:: Task directions ::
Give the stretch from the line containing "of the frying" through the last line as a JSON list of strings, one string per line, with blank lines left out.

>> BEGIN Data extract

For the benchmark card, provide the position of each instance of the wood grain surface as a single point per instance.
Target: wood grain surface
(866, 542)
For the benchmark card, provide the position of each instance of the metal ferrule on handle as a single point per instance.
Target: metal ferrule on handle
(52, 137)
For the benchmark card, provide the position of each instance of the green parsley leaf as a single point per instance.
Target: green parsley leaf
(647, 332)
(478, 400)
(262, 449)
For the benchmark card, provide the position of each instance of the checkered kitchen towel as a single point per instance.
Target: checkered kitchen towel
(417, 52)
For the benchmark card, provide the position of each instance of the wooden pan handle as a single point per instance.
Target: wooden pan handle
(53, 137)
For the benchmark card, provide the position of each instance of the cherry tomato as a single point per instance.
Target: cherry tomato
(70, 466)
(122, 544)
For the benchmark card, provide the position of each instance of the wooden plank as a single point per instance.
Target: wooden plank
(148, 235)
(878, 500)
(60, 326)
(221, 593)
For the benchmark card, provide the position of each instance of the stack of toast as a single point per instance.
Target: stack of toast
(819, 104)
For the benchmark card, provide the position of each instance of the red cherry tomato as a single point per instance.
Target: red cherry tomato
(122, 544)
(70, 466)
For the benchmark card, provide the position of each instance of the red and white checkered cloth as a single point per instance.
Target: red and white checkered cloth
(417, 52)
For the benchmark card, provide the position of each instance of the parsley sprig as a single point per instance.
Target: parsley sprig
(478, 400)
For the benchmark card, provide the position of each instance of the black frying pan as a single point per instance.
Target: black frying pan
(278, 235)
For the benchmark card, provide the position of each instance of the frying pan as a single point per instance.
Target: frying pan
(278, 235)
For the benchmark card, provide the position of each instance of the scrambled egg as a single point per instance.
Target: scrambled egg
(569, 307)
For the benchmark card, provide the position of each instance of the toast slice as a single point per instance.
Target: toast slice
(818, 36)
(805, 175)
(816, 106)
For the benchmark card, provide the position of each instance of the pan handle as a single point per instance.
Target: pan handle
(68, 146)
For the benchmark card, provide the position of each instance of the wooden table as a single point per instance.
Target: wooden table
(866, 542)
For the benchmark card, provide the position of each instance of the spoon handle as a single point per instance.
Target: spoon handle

>> END Data extract

:: Problem solution ::
[
  "For the benchmark card, provide the position of each instance of the frying pan as a single point per instance.",
  "Target: frying pan",
  "(278, 235)",
  "For the benchmark card, provide the position of each instance of the scrambled egg as a single point per instance.",
  "Target: scrambled egg",
  "(569, 307)",
  "For the benchmark card, provide the position of each instance of the toast slice as a single point per instance.",
  "Target: toast slice",
  "(818, 36)",
  "(805, 175)",
  "(816, 106)",
  "For the benchmark card, provide the position of each instance of the pan handle as a single point per instance.",
  "Target: pan handle",
  "(68, 146)",
  "For the benchmark card, provide the position of each instance of the wooden table as a single point per instance.",
  "Target: wooden table",
  "(866, 542)",
  "For the benchmark card, provide the position of each instance of the spoon handle as a single point per instance.",
  "Target: spoon handle"
]